## Stated exercise
Rewrite all the rows below with "query phrase" renamed to "search term" throughout and everything else left unchanged, and leave the pictures out of your answer.
### Raw data
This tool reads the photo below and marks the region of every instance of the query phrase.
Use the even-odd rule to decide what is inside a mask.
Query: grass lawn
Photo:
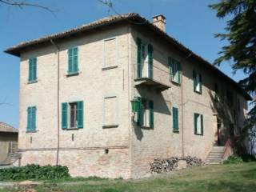
[[[79,178],[46,182],[37,192],[256,191],[256,162],[195,167],[139,180]],[[14,190],[0,190],[16,191]]]

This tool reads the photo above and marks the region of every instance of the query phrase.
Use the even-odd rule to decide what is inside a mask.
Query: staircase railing
[[[226,160],[232,154],[233,154],[232,139],[228,138],[224,146],[222,159]]]

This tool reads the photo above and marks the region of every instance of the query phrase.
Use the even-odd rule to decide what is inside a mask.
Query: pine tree
[[[246,78],[239,83],[253,97],[256,95],[256,0],[221,0],[210,5],[220,18],[231,18],[226,22],[226,34],[215,37],[227,40],[228,45],[222,48],[221,56],[214,61],[220,65],[230,61],[234,72],[242,70]],[[250,137],[256,124],[256,105],[248,114],[243,130],[243,137]]]

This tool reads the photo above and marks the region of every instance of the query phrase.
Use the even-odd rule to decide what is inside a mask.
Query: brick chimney
[[[153,17],[153,24],[166,32],[166,17],[162,14],[158,14]]]

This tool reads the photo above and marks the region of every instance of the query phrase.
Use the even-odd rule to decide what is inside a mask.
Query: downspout
[[[191,53],[182,59],[181,62],[183,62],[183,60],[187,59],[189,57],[190,57],[192,54]],[[182,77],[183,76],[183,70],[182,70]],[[185,150],[184,150],[184,98],[183,98],[183,79],[182,78],[182,82],[181,82],[181,95],[182,95],[182,158],[185,158]]]
[[[50,43],[57,49],[57,150],[56,150],[56,165],[58,165],[59,154],[59,46],[50,39]]]

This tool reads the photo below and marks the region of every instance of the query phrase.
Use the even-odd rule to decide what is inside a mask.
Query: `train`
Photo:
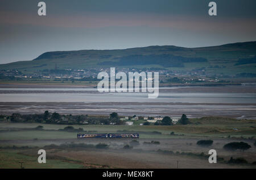
[[[82,133],[77,134],[77,139],[82,138],[139,138],[139,134],[138,133]]]

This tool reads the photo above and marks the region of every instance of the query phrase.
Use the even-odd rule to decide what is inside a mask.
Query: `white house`
[[[174,124],[177,124],[177,122],[179,121],[179,119],[177,118],[172,118],[172,123]]]
[[[128,125],[133,125],[133,122],[125,122],[125,124]]]
[[[147,120],[148,122],[151,123],[155,123],[158,120]]]

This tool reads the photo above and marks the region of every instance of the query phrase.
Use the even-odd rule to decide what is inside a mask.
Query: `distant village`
######
## Problem solution
This tool reads the photo below and marks the region of every instance of the search term.
Use the even-odd rule to decide what is inside a mask.
Query: grass lawn
Photo:
[[[79,178],[46,182],[37,192],[256,191],[256,162],[195,167],[139,180]],[[14,190],[0,190],[16,191]]]

This tool reads the photo above and marks the region of every instance of the search term.
Use the even-odd rule to decide what is inside a mask.
Query: staircase railing
[[[226,160],[232,154],[233,154],[232,139],[228,138],[224,146],[222,159]]]

This tool reads the photo above and marks the region of every instance of the search term.
Use the even-odd rule to decide what is inside a mask.
Query: pine tree
[[[246,78],[239,83],[253,97],[256,95],[256,0],[221,0],[210,5],[220,18],[231,18],[226,22],[226,34],[215,37],[227,40],[228,45],[222,48],[221,56],[214,61],[220,65],[230,61],[234,72],[242,70]],[[250,137],[256,124],[256,105],[248,114],[243,130],[243,137]]]

This tool reads the photo above and marks the region of every instance of the search term.
Use the even-odd rule to decide what is inside a mask.
Query: brick chimney
[[[153,17],[153,24],[166,32],[166,17],[162,14],[158,14]]]

This tool reads the photo above and marks the region of every instance of the search term.
Use the even-odd rule to decide what is inside a mask.
Query: downspout
[[[191,53],[182,59],[181,62],[183,62],[183,60],[187,59],[189,57],[190,57],[192,54]],[[182,77],[183,76],[183,70],[182,70]],[[185,150],[184,150],[184,98],[183,98],[183,79],[182,78],[182,82],[181,82],[181,95],[182,95],[182,158],[185,158]]]
[[[50,43],[57,49],[57,150],[56,150],[56,165],[58,165],[59,154],[59,46],[50,39]]]

This tool reads the photo below and marks the region of every instance of the search term.
Use the even-odd rule to decide what is inside a mask.
Query: `train`
Photo:
[[[82,133],[77,134],[77,139],[82,138],[139,138],[139,134],[138,133]]]

This tool reads the photo above and marks the region of every instance of the search term.
Use the even-odd rule to decide what is inside a mask.
Query: `white house`
[[[174,124],[177,124],[177,122],[179,121],[179,119],[177,118],[172,118],[172,123]]]
[[[128,125],[133,125],[133,122],[125,122],[125,124]]]
[[[147,120],[148,122],[151,123],[155,123],[158,120]]]

This tool reads the photo above and marks the region of every instance of the search term.
Use the even-odd rule to decide what is inside a mask.
Query: `distant village`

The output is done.